• **Task requirements**
[1] From the monarch butterfly article, write out everything from "Lending our time" down to "and plants reproduce.".
[2] In the monarch butterfly article, how many other species does the US Fish and Wildlife Service say are in line ahead of the monarch butterfly to be saved?

• **Document excerpt**
==*==
The Los Angeles Times shared the sad, true, and yet hopeful story of how Western monarch butterflies are in danger of extinction. Their mysterious annual migration is from US Western regions, to coastal areas between Baja and Mendocino.
While the situation is grave - due to things like habit deconstruction, insecticides, herbicide, and the popular showy orange tropical milkweed plant in SoCal - there are excellent reasons for stepping up and being part of the solution.
Lending our time and energy to improve this precious population will help in important ways besides perpetuating these butterflies’ beauty in our world.
Theirs are necessary contributions to the planet. Caterpillars are a critical part of the food chain, especially for songbirds. Butterflies are important pollinators. Spreading pollen helps plants produce seeds; birds and other wildlife are fed, and plants reproduce.
The US Fish and Wildlife Service has advised that 161 other species are in line ahead of the monarch butterfly to be saved, so it hasn’t even made the list. Perhaps instead of it that happening at all, our own awareness and willingness to create habitats of our own can make a difference.
Here are some significant ways that we can begin to do just that.
Plant and grow native milkweed. Tropical, non-native milkweed has been a popular plant that has actually damaged the butterflies’ population; it is recommended that gardeners rid space of these plants. Garden centers, especially native plant nurseries, generally place their native milkweed on sale in April. Plants thrive both in yards, and windowsill pots.
Make sure milkweed plants are organic. Bright orange aphids love milkweed, and gardeners are often unaware that plants are laced with pesticides that are toxic to caterpillars. It can be difficult to spot a treated plant at a garden center, so be mindful to seek out organically grown plants. (The aphids are less harmful to the plant and caterpillars than are pesticides, by the way!)
==*==
• **Input data**
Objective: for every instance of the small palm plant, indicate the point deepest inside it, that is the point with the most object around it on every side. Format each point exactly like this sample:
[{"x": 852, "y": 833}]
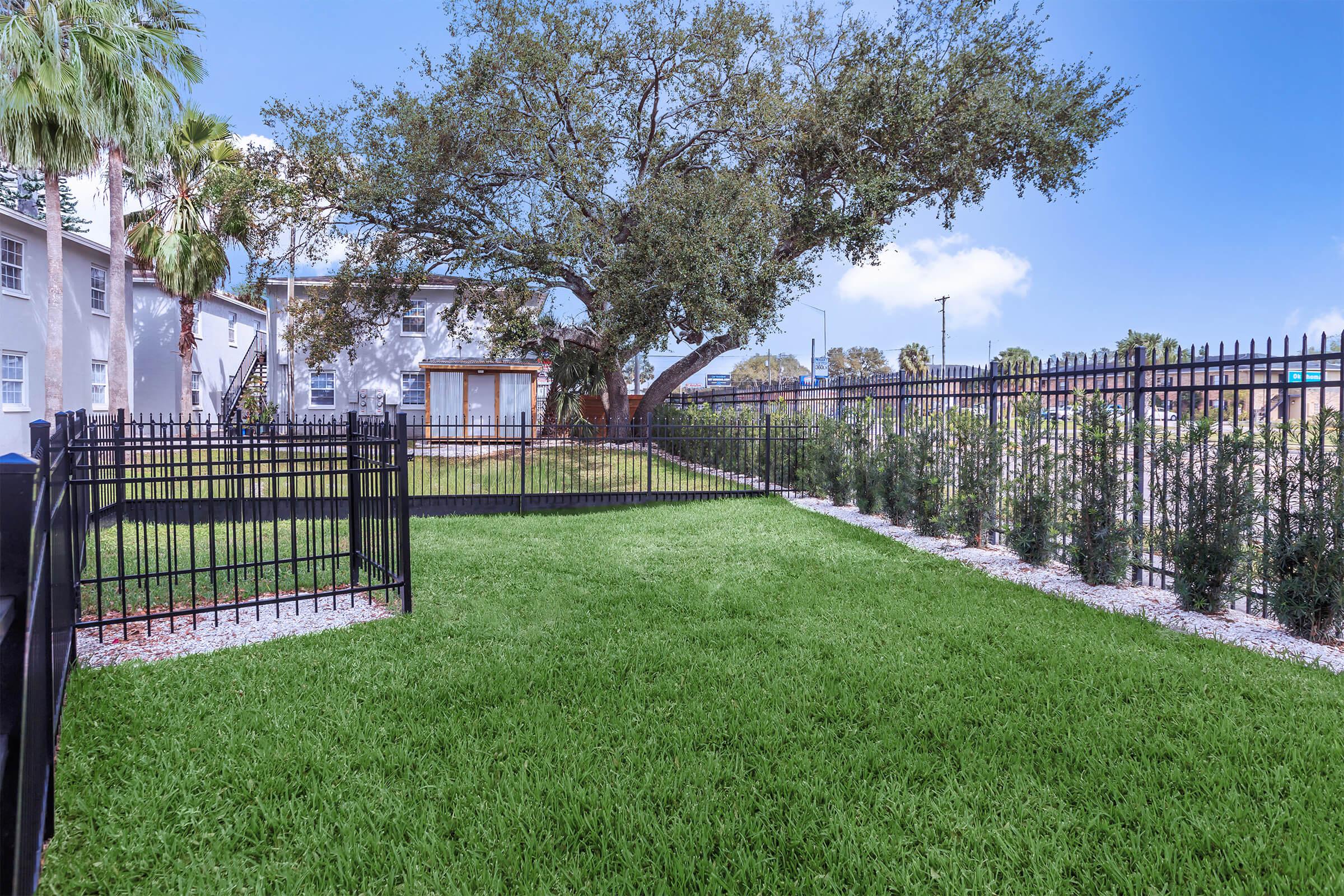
==*==
• **Answers to each task**
[1]
Lending our time and energy to improve this precious population will help in important ways besides perpetuating these butterflies’ beauty in our world.
Theirs are necessary contributions to the planet. Caterpillars are a critical part of the food chain, especially for songbirds. Butterflies are important pollinators. Spreading pollen helps plants produce seeds; birds and other wildlife are fed, and plants reproduce.

[2] 161